Highlighted
przemo.w
1 Nickel

Openmanage server administrator not showing error

Hello,

 

Year just begun and problems starting to pile up Smiley Sad

I have noticed last week I had a error "Correctable memory error rate exceeded" for memory that I installed recently, I've contacted supplier and got advised to move memory to another slot and clear error logs... I had cleared logs first to see if problem will pop-up (especially when the weekly backup runs - the 7zip love to use a lot of RAM Smiley Very Happy ).

This Monday I opened OMSA and see "Main System Chassis" Green thick mark - I think great "maybe solar flare caused memory errors last time", but to be sure I checked Logs tab and I see there error: "Correctable memory error rate exceeded for DIMM4". I went to: System -> Main System Chassis -> Memory ,and see there everything is "GREEN", even the faulty memory at DIMM4 is showing that it OK but logs say otherwise?

* _OBJECTIVE A_
Reproduce, word for word, the part of the forum post about the memory error that begins with the words containing "I have noticed" and ends with "Very Happy ).".

* _DATA FOR PROCESSING_
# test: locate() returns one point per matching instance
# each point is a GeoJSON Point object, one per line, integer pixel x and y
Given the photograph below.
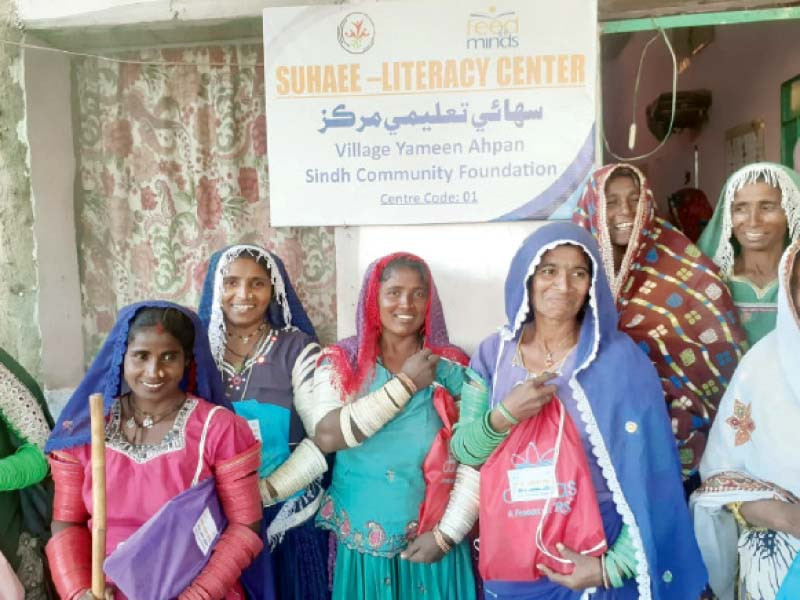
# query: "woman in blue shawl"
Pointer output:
{"type": "Point", "coordinates": [562, 330]}
{"type": "Point", "coordinates": [265, 348]}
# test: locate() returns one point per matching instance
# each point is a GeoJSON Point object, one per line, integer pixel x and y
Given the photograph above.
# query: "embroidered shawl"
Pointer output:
{"type": "Point", "coordinates": [353, 359]}
{"type": "Point", "coordinates": [674, 305]}
{"type": "Point", "coordinates": [105, 376]}
{"type": "Point", "coordinates": [285, 311]}
{"type": "Point", "coordinates": [621, 405]}
{"type": "Point", "coordinates": [751, 452]}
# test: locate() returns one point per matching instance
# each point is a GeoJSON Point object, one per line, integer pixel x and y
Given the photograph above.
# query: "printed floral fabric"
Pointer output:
{"type": "Point", "coordinates": [674, 305]}
{"type": "Point", "coordinates": [172, 165]}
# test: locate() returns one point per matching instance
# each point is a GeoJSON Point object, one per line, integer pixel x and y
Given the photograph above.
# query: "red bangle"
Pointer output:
{"type": "Point", "coordinates": [69, 553]}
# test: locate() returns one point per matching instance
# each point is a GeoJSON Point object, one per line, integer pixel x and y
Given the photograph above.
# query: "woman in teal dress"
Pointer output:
{"type": "Point", "coordinates": [25, 425]}
{"type": "Point", "coordinates": [375, 404]}
{"type": "Point", "coordinates": [757, 214]}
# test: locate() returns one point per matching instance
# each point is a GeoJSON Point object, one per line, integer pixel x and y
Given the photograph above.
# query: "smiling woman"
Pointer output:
{"type": "Point", "coordinates": [380, 402]}
{"type": "Point", "coordinates": [757, 213]}
{"type": "Point", "coordinates": [167, 428]}
{"type": "Point", "coordinates": [265, 348]}
{"type": "Point", "coordinates": [670, 301]}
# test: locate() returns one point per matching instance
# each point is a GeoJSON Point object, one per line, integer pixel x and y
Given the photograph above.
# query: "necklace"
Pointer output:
{"type": "Point", "coordinates": [247, 337]}
{"type": "Point", "coordinates": [549, 361]}
{"type": "Point", "coordinates": [148, 420]}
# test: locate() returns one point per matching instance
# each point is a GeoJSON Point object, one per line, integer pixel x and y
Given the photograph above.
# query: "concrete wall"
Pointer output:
{"type": "Point", "coordinates": [743, 68]}
{"type": "Point", "coordinates": [19, 326]}
{"type": "Point", "coordinates": [47, 77]}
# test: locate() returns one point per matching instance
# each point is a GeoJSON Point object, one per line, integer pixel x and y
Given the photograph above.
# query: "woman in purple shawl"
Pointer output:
{"type": "Point", "coordinates": [561, 337]}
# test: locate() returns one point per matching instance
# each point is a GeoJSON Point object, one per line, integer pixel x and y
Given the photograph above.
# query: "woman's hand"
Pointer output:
{"type": "Point", "coordinates": [524, 401]}
{"type": "Point", "coordinates": [421, 367]}
{"type": "Point", "coordinates": [87, 594]}
{"type": "Point", "coordinates": [587, 572]}
{"type": "Point", "coordinates": [423, 549]}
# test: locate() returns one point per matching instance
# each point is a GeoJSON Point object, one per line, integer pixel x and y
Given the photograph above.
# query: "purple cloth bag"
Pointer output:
{"type": "Point", "coordinates": [165, 554]}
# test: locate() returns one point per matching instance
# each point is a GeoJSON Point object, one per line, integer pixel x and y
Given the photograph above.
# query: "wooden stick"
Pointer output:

* _OBJECTIVE B_
Return every line of the records that contains the word "woman", matching case exactly.

* _FINAL RESULT A_
I have noticed last week I had a error "Correctable memory error rate exceeded" for memory that I installed recently, I've contacted supplier and got advised to move memory to another slot and clear error logs... I had cleared logs first to see if problem will pop-up (especially when the weekly backup runs - the 7zip love to use a lot of RAM Smiley Very Happy ).

* _FINAL RESULT B_
# query: "woman in blue shawl"
# query: "woman in teal dress"
# query: "smiling woman"
# query: "woman in purple shawl"
# query: "woman's hand"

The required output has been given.